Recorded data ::
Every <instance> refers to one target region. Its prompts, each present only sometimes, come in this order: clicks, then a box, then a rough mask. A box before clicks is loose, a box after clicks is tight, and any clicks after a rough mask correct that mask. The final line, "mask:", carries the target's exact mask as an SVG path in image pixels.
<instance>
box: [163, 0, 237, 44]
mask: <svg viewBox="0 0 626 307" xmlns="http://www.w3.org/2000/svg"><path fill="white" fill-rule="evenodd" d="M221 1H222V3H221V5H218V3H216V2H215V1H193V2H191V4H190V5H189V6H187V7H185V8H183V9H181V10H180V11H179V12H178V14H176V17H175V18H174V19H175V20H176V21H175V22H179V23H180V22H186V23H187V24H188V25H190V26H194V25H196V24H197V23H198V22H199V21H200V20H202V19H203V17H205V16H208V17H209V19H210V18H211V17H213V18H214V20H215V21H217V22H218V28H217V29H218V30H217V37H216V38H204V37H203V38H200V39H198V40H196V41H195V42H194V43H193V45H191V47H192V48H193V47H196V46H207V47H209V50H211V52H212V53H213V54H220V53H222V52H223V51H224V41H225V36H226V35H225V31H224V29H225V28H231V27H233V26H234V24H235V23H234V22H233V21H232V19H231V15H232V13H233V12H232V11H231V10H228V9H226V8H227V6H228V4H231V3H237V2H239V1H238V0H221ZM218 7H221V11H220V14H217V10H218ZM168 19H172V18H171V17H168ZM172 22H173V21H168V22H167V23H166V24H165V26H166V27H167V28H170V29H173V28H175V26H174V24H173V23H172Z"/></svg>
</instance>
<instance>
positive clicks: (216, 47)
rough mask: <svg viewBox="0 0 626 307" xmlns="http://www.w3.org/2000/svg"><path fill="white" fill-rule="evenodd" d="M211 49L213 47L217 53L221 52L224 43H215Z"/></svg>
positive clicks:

YOUR ASSIGNMENT :: Put every line of the rows above into a JSON array of strings, one string per line, leaving out any blank lines.

OUTPUT ::
[
  "Every <instance> refers to one target region. Its prompts, each present only sometimes, come in this order: clicks, then a box, then a rough mask. A box before clicks is loose, a box after clicks is tight, and any clicks after a rough mask correct that mask. The final line, \"mask:\", carries the target's exact mask as an SVG path in image pixels.",
  "<instance>",
  "box: [163, 0, 237, 44]",
  "mask: <svg viewBox=\"0 0 626 307\" xmlns=\"http://www.w3.org/2000/svg\"><path fill=\"white\" fill-rule=\"evenodd\" d=\"M221 1H222V3H221V5H218V3H216V2H215V1H193V2H191V4H190V5H189V6H187V7H185V8H183V9H181V10H180V11H179V12H178V14H176V17H175V18H174V19H175V20H176V21H175V22H179V23H180V22H186V23H187V24H188V25H190V26H194V25H196V24H197V23H198V22H199V21H200V20H202V19H203V17H205V16H208V17H209V19H210V18H211V17H213V18H214V20H215V21H217V22H218V28H217V29H218V30H217V37H216V38H204V37H203V38H200V39H198V40H196V41H195V42H194V43H193V45H191V47H192V48H193V47H196V46H207V47H209V50H211V52H212V53H213V54H220V53H222V52H223V51H224V41H225V36H226V35H225V31H224V29H225V28H231V27H233V26H234V24H235V23H234V22H233V21H232V19H231V15H232V13H233V12H232V11H231V10H228V9H226V8H227V6H228V4H231V3H237V2H239V1H238V0H221ZM218 7H221V11H220V14H217V10H218ZM168 19H172V18H171V17H168ZM172 22H173V21H168V22H167V23H166V24H165V26H166V27H167V28H170V29H173V28H175V26H174V24H173V23H172Z\"/></svg>",
  "</instance>",
  "<instance>",
  "positive clicks: (216, 47)",
  "rough mask: <svg viewBox=\"0 0 626 307\" xmlns=\"http://www.w3.org/2000/svg\"><path fill=\"white\" fill-rule=\"evenodd\" d=\"M211 49L213 47L217 53L221 52L224 43H215Z\"/></svg>",
  "positive clicks:"
]